◆ **Dataset entries**
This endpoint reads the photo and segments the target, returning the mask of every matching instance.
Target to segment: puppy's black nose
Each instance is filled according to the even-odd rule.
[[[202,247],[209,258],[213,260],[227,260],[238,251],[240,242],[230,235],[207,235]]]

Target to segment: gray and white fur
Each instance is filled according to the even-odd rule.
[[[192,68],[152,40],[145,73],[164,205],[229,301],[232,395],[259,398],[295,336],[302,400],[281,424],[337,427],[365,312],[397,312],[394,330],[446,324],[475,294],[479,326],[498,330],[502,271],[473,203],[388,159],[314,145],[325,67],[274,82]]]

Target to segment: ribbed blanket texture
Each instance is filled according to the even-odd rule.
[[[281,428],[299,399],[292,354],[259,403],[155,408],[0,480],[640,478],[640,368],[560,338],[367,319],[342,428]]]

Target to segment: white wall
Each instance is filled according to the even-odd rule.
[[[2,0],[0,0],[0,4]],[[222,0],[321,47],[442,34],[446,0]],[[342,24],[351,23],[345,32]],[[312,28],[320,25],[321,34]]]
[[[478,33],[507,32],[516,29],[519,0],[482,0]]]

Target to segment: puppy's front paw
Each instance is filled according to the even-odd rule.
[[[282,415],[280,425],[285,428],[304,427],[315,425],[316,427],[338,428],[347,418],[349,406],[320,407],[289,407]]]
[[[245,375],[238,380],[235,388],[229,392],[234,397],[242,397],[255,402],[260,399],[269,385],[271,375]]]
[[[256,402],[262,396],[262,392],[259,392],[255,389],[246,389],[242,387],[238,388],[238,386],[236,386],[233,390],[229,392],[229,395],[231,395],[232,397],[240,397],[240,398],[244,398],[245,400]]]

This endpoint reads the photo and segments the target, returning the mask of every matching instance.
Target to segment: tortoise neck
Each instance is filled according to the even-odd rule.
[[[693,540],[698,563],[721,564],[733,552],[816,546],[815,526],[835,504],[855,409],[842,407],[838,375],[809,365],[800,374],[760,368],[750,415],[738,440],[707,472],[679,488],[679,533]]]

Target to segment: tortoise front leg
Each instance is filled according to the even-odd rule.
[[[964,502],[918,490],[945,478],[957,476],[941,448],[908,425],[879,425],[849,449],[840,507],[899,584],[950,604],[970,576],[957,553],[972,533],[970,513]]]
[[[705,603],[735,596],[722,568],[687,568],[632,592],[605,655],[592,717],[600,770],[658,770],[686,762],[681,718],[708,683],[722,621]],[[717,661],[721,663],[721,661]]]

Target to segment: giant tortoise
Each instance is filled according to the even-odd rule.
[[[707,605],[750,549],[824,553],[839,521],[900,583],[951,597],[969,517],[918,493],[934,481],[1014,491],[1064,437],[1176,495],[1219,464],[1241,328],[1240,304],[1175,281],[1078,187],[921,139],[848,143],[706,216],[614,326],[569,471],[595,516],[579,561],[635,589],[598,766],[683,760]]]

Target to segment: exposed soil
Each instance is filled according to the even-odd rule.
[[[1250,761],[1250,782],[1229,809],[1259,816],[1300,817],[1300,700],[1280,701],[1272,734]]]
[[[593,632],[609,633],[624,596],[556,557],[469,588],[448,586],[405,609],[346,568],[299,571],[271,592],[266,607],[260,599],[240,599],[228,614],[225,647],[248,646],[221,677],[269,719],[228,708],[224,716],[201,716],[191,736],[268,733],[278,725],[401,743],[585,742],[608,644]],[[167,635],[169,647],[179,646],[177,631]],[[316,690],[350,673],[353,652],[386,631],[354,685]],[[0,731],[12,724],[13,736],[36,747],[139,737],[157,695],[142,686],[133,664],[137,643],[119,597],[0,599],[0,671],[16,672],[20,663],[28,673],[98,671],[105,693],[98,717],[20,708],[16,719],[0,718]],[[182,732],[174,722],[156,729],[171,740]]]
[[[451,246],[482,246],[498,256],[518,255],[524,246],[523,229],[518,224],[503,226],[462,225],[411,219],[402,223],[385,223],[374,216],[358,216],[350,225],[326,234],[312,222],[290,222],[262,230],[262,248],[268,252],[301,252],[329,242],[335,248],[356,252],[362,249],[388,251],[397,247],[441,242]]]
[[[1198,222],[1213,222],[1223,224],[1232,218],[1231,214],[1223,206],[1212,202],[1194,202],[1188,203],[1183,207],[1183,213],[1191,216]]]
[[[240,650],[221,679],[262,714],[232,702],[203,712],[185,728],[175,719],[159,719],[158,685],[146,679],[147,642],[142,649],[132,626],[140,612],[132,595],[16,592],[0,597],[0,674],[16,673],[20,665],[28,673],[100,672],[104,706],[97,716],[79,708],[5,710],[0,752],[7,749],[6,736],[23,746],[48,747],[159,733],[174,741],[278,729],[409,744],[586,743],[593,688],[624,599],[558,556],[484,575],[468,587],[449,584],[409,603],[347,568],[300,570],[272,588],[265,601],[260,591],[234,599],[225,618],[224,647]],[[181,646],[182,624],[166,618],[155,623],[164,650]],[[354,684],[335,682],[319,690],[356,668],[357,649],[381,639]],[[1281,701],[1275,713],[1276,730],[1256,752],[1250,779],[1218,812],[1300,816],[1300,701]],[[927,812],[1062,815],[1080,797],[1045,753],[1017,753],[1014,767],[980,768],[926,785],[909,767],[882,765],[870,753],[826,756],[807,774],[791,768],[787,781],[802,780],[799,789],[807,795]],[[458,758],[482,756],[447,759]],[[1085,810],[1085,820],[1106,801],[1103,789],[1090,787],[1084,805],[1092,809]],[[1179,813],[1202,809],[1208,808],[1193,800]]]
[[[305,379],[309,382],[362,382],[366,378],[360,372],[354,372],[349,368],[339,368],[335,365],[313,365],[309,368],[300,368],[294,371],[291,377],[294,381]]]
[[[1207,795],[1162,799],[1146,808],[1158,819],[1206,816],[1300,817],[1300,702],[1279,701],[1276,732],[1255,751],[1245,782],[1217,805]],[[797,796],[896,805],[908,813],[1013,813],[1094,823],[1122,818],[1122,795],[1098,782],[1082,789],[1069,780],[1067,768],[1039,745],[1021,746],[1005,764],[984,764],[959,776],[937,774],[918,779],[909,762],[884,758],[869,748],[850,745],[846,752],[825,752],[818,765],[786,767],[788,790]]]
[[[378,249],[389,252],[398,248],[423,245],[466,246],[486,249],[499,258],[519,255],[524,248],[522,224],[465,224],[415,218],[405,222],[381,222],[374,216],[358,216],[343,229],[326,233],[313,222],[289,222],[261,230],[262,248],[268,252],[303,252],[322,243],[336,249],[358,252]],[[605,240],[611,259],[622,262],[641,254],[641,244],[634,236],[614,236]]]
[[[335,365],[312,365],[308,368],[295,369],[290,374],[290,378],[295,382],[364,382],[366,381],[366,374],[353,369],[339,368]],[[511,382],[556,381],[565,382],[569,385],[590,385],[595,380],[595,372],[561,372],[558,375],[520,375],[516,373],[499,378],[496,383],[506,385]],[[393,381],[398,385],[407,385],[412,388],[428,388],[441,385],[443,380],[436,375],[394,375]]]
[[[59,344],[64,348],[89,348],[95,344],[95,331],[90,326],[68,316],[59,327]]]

◆ **Problem to solve**
All of the records above must be reproduced exactly.

◆ **Answer box**
This endpoint reads the photo and segments the target, returning the mask of every matching instance.
Target to segment: puppy's black nose
Each instance is filled according to the even-odd rule.
[[[202,247],[209,258],[213,260],[227,260],[238,251],[240,242],[230,235],[207,235]]]

Target to segment: gray and white fur
Each instance is filled according to the even-odd rule.
[[[192,68],[152,40],[145,73],[164,205],[229,301],[232,395],[259,398],[295,336],[302,400],[281,424],[337,427],[365,312],[397,312],[394,330],[446,324],[475,294],[479,326],[498,330],[502,271],[473,203],[388,159],[314,145],[325,67],[274,82]]]

Target to segment: ribbed blanket texture
Each instance is filled according to the even-odd rule.
[[[281,428],[299,399],[292,354],[259,403],[155,408],[0,480],[640,478],[640,368],[560,338],[367,319],[342,428]]]

Target to segment: white wall
Each instance is filled according to the even-odd rule.
[[[2,0],[0,0],[0,4]],[[222,0],[321,47],[442,34],[446,0]],[[342,24],[351,23],[345,32]],[[312,28],[320,25],[321,34]]]
[[[478,33],[507,32],[516,29],[519,0],[482,0]]]

Target to segment: puppy's front paw
Each instance is filled according to the even-odd rule.
[[[282,415],[280,425],[285,428],[304,427],[315,425],[316,427],[338,428],[347,418],[349,406],[320,407],[289,407]]]
[[[245,375],[238,380],[235,388],[229,392],[234,397],[242,397],[255,402],[260,399],[269,385],[271,375]]]
[[[256,402],[262,396],[262,392],[259,392],[255,389],[246,389],[242,387],[238,388],[238,386],[236,386],[233,390],[229,392],[229,395],[231,395],[232,397],[240,397],[240,398],[244,398],[245,400]]]

This endpoint reads the photo and segments the target, returning the mask of every matching instance.
Target to segment: tortoise neck
Each instance is filled according to the even-odd rule.
[[[693,540],[698,563],[721,564],[733,552],[816,546],[815,526],[835,504],[855,409],[842,407],[838,375],[809,365],[800,374],[760,368],[750,415],[738,440],[707,472],[679,488],[679,533]]]

Target to segment: tortoise front leg
Each instance is filled according to the even-odd rule.
[[[964,502],[918,490],[945,478],[957,476],[941,448],[908,425],[879,425],[849,449],[840,507],[899,584],[950,604],[970,576],[957,553],[972,533],[970,513]]]
[[[705,603],[735,596],[722,568],[687,568],[632,592],[605,655],[592,717],[600,770],[658,770],[686,762],[681,718],[708,683],[722,621]],[[717,661],[721,663],[721,661]]]

Target to segment: giant tortoise
Each instance is filled according to the even-odd rule.
[[[707,605],[750,549],[824,553],[839,521],[900,583],[951,597],[969,517],[918,493],[934,481],[1014,491],[1064,437],[1176,495],[1219,464],[1241,328],[1240,304],[1175,281],[1078,187],[921,139],[848,143],[706,216],[614,326],[569,471],[595,516],[579,561],[635,589],[598,766],[683,760]]]

Target to segment: exposed soil
Each instance is filled according to the even-odd rule.
[[[1250,761],[1250,782],[1229,809],[1259,816],[1300,817],[1300,700],[1280,701],[1272,734]]]
[[[593,632],[609,633],[624,596],[556,557],[469,588],[448,586],[405,609],[346,568],[299,571],[271,592],[266,607],[260,599],[240,599],[228,614],[225,647],[248,646],[221,677],[269,719],[228,708],[224,716],[201,716],[191,736],[268,733],[278,725],[401,743],[585,742],[608,644]],[[167,635],[169,647],[179,646],[177,631]],[[316,690],[350,673],[353,652],[386,631],[354,685]],[[0,731],[12,724],[13,736],[36,747],[139,737],[157,695],[142,686],[133,664],[137,643],[119,597],[0,599],[0,671],[16,672],[20,663],[28,673],[98,671],[105,693],[98,717],[20,708],[16,719],[0,718]],[[182,732],[174,722],[156,729],[171,740]]]
[[[451,246],[482,246],[498,256],[518,255],[524,246],[523,229],[518,224],[503,226],[462,225],[411,219],[402,223],[385,223],[374,216],[358,216],[350,225],[326,234],[312,222],[290,222],[262,230],[262,248],[268,252],[301,252],[329,242],[335,248],[356,252],[362,249],[388,251],[397,247],[441,242]]]
[[[1198,222],[1213,222],[1223,224],[1232,218],[1231,214],[1223,206],[1212,202],[1194,202],[1188,203],[1183,207],[1183,213],[1191,216]]]
[[[240,650],[221,679],[262,714],[232,702],[203,712],[185,728],[175,719],[159,719],[158,685],[146,679],[147,642],[142,649],[132,626],[140,612],[132,595],[16,592],[0,597],[0,674],[16,673],[20,665],[28,673],[100,672],[104,706],[97,716],[79,708],[5,710],[0,752],[7,749],[6,736],[23,746],[48,747],[159,733],[174,741],[278,729],[409,744],[586,743],[593,688],[624,599],[558,556],[484,575],[468,587],[449,584],[409,603],[347,568],[300,570],[272,588],[265,601],[260,591],[234,599],[225,618],[224,647]],[[181,646],[182,624],[166,618],[155,623],[164,650]],[[354,684],[335,682],[319,690],[356,668],[357,649],[381,639]],[[1281,701],[1275,713],[1276,730],[1256,752],[1250,779],[1218,812],[1300,816],[1300,701]],[[927,812],[1062,815],[1080,797],[1045,753],[1017,753],[1014,767],[980,768],[926,785],[909,767],[882,765],[870,753],[826,756],[807,774],[791,768],[787,781],[802,780],[799,789],[807,795]],[[458,758],[482,756],[447,759]],[[1085,810],[1085,820],[1106,801],[1103,789],[1090,787],[1084,805],[1092,809]],[[1179,813],[1202,809],[1208,808],[1193,800]]]
[[[305,379],[309,382],[362,382],[366,378],[360,372],[354,372],[349,368],[339,368],[335,365],[313,365],[309,368],[300,368],[294,371],[291,377],[294,381]]]
[[[1207,795],[1162,799],[1146,808],[1158,819],[1206,816],[1300,817],[1300,702],[1279,701],[1276,732],[1255,751],[1245,782],[1217,805]],[[797,796],[896,805],[908,813],[1013,813],[1094,823],[1122,818],[1122,795],[1098,782],[1082,789],[1069,780],[1067,768],[1039,745],[1021,746],[1005,764],[984,764],[959,776],[937,774],[918,779],[909,762],[884,758],[869,748],[850,745],[846,752],[825,752],[818,765],[786,767],[788,790]]]
[[[378,249],[389,252],[398,248],[423,245],[466,246],[486,249],[499,258],[519,255],[524,248],[522,224],[465,224],[415,218],[405,222],[381,222],[374,216],[358,216],[343,229],[326,233],[313,222],[289,222],[261,230],[262,248],[268,252],[303,252],[322,243],[336,249],[358,252]],[[605,240],[611,259],[622,262],[641,254],[641,244],[634,236],[614,236]]]
[[[335,365],[312,365],[308,368],[295,369],[290,374],[290,378],[295,382],[364,382],[366,381],[366,374],[353,369],[339,368]],[[511,382],[556,381],[565,382],[569,385],[590,385],[595,380],[595,372],[561,372],[558,375],[520,375],[516,373],[499,378],[496,383],[506,385]],[[393,381],[398,385],[407,385],[412,388],[428,388],[441,385],[443,380],[436,375],[394,375]]]
[[[59,344],[64,348],[89,348],[95,344],[95,331],[90,326],[68,316],[59,327]]]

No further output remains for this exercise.